Task to complete: Find every line below with the word "drain". Then give only how many there are.

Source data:
---*---
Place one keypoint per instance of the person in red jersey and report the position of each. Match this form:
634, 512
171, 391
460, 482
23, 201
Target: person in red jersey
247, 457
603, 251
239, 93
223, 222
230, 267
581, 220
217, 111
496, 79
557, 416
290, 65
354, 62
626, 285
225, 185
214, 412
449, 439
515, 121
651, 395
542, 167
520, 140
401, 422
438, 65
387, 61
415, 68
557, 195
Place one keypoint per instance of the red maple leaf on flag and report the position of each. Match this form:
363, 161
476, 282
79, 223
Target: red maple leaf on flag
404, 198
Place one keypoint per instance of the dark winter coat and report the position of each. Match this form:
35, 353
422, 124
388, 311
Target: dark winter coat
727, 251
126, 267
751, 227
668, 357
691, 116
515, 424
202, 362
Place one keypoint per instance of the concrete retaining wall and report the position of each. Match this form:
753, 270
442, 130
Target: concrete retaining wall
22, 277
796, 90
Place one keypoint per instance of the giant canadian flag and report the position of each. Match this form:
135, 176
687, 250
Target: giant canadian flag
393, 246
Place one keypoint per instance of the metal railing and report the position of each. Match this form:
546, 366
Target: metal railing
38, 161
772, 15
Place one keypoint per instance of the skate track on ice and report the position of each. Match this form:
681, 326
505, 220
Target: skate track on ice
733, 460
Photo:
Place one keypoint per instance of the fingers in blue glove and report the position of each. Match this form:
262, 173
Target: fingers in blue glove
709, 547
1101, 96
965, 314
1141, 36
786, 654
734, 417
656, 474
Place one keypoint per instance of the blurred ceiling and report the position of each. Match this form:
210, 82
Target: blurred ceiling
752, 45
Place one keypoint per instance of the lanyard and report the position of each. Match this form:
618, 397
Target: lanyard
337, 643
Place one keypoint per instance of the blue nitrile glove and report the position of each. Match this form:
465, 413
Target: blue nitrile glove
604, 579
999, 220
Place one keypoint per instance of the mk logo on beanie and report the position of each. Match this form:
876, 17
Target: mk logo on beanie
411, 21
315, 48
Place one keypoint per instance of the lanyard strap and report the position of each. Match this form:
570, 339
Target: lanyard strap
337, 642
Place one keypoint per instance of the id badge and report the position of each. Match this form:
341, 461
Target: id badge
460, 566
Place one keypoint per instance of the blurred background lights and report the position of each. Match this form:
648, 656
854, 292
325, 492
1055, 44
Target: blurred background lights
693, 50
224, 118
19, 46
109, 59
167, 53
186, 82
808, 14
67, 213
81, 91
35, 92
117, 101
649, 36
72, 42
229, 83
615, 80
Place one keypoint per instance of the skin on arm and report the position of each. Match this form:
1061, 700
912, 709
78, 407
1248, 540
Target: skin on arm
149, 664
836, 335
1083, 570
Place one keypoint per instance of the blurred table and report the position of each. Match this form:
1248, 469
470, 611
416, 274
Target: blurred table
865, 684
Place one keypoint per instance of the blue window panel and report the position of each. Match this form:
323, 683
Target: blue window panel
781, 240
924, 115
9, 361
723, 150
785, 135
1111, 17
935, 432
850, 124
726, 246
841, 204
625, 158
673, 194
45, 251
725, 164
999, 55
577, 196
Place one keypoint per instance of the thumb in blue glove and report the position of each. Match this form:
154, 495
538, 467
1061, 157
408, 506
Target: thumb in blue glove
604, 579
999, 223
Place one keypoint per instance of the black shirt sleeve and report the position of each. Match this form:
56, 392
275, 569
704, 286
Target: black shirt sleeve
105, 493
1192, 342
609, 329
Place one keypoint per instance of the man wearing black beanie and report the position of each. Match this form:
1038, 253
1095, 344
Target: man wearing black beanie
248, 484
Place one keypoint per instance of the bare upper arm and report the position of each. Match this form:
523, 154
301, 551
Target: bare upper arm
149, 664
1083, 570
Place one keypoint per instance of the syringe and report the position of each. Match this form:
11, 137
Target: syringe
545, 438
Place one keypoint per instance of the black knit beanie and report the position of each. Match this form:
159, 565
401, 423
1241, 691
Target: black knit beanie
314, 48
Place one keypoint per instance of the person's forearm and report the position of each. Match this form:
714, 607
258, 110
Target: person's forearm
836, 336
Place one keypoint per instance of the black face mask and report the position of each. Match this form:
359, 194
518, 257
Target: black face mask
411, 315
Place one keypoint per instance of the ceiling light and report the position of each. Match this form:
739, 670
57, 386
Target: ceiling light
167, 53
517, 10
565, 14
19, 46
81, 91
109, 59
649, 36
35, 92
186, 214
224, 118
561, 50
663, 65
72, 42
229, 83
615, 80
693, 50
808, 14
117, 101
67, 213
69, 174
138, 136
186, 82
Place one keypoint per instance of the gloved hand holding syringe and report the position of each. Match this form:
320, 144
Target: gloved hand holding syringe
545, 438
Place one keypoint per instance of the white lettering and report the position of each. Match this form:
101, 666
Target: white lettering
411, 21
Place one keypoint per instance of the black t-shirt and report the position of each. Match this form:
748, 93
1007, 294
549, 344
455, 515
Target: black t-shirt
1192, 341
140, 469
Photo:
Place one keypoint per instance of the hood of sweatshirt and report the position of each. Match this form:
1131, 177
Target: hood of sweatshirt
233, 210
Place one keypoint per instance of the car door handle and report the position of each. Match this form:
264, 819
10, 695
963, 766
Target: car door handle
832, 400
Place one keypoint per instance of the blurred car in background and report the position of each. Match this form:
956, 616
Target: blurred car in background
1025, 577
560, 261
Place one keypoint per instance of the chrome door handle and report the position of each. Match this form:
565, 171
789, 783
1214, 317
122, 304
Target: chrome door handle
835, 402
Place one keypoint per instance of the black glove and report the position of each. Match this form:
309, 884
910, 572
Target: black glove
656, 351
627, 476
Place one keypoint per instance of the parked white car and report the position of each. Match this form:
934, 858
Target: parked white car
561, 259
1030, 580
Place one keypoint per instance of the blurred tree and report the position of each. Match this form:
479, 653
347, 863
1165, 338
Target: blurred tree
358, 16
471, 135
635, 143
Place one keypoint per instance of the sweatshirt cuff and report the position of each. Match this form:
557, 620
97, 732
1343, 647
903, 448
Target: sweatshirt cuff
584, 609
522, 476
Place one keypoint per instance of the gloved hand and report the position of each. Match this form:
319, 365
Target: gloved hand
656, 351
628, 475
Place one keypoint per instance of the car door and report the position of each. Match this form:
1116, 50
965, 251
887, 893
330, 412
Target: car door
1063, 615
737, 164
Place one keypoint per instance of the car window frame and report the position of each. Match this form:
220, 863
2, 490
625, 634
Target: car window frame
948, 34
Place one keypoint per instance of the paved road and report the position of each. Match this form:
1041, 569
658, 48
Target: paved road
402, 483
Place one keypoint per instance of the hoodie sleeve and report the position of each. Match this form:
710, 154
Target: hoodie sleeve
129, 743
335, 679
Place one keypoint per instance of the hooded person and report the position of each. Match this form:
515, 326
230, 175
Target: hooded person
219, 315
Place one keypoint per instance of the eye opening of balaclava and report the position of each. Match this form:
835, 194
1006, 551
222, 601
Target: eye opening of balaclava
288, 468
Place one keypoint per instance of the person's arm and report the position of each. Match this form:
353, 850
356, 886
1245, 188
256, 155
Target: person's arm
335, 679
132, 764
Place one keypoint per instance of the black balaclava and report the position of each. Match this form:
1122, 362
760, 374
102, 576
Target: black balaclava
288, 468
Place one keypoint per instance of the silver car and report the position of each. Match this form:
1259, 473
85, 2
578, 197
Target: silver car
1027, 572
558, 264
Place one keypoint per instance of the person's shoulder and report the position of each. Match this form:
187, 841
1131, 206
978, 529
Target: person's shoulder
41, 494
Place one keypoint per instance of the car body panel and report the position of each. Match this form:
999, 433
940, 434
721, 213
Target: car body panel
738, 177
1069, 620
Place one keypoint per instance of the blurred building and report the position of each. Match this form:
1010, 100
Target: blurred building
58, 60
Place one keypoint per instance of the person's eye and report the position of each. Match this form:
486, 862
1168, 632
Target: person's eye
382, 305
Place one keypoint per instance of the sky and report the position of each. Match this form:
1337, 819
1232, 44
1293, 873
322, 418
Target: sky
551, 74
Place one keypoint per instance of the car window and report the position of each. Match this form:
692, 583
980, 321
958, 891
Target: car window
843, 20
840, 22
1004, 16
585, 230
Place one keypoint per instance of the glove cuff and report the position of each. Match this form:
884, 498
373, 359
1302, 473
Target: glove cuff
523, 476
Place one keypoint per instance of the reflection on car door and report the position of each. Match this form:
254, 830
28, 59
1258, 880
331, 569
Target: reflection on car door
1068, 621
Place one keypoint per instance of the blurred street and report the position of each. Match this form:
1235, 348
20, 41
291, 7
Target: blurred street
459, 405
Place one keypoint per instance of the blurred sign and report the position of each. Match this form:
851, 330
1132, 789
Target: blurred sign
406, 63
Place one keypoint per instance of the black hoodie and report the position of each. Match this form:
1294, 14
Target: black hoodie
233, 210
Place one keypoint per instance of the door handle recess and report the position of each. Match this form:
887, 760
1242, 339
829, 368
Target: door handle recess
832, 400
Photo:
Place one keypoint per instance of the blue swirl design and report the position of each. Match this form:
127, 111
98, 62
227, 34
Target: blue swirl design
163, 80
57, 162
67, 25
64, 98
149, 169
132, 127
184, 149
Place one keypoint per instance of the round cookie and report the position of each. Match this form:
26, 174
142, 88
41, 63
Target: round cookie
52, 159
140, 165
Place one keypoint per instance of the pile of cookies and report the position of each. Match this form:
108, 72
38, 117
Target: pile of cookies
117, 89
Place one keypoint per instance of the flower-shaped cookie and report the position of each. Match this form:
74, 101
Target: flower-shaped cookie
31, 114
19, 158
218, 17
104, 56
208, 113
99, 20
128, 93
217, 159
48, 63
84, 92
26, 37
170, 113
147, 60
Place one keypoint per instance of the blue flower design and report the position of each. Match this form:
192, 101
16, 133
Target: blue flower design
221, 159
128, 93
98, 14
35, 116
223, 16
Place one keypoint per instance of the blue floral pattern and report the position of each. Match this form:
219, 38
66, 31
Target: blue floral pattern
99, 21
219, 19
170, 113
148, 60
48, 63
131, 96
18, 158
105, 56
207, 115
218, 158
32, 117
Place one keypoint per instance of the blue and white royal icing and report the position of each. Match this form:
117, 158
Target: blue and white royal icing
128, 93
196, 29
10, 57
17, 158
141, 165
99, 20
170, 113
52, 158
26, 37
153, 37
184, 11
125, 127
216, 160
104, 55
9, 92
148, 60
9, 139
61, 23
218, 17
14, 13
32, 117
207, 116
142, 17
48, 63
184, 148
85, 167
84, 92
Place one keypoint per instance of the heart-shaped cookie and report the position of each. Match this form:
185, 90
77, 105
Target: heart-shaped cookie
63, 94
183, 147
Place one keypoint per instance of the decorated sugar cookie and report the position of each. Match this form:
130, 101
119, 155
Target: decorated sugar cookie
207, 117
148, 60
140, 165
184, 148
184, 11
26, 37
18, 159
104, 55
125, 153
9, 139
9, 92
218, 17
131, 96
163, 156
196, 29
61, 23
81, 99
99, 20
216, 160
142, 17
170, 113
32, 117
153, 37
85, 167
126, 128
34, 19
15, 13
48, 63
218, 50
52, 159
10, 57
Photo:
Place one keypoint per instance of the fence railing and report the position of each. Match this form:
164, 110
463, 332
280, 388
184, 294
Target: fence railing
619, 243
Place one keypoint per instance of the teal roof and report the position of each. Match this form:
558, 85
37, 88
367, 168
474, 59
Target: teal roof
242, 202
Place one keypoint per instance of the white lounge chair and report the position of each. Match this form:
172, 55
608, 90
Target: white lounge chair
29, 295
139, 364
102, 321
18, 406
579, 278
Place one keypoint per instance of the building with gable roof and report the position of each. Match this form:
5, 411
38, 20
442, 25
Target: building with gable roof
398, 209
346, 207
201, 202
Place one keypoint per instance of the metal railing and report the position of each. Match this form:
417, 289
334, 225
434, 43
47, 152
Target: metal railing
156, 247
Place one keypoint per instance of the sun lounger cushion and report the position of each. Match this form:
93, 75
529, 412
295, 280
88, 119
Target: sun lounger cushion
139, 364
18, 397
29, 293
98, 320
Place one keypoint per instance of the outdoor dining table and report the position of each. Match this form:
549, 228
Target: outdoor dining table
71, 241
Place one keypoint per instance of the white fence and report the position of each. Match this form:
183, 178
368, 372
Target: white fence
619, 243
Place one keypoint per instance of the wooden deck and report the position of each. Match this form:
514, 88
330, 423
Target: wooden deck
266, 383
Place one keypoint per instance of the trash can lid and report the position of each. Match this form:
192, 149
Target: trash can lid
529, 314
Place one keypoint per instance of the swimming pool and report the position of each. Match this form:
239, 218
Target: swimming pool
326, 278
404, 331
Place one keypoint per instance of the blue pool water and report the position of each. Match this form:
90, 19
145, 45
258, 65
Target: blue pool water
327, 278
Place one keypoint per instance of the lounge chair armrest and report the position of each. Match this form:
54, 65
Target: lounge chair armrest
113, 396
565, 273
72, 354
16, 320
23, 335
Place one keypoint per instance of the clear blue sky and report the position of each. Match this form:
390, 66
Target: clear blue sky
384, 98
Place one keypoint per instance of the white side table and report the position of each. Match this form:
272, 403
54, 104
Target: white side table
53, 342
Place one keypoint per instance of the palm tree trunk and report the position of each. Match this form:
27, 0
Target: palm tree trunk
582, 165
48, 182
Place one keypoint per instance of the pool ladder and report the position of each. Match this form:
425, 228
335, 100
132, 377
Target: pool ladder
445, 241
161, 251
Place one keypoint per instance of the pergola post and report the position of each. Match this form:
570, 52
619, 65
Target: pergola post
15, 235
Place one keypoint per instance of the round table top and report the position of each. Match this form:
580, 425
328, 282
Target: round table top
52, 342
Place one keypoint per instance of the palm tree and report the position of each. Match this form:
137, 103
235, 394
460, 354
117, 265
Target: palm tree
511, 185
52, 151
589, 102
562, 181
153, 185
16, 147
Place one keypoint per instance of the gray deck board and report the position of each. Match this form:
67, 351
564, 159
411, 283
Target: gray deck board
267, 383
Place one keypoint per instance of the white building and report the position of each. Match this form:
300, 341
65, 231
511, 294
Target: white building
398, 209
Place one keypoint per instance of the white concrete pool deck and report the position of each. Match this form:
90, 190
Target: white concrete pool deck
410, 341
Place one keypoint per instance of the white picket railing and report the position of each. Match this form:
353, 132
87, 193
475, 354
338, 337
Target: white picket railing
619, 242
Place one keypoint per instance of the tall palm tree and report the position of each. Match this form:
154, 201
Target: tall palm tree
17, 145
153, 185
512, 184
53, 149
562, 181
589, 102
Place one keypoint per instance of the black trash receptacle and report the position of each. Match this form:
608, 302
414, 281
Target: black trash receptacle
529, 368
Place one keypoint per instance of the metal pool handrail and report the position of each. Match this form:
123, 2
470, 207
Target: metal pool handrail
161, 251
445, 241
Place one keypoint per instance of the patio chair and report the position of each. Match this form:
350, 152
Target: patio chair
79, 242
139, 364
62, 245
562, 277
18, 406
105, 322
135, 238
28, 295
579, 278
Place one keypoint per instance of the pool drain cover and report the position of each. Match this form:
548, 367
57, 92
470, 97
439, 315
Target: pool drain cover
---*---
Exercise result: 2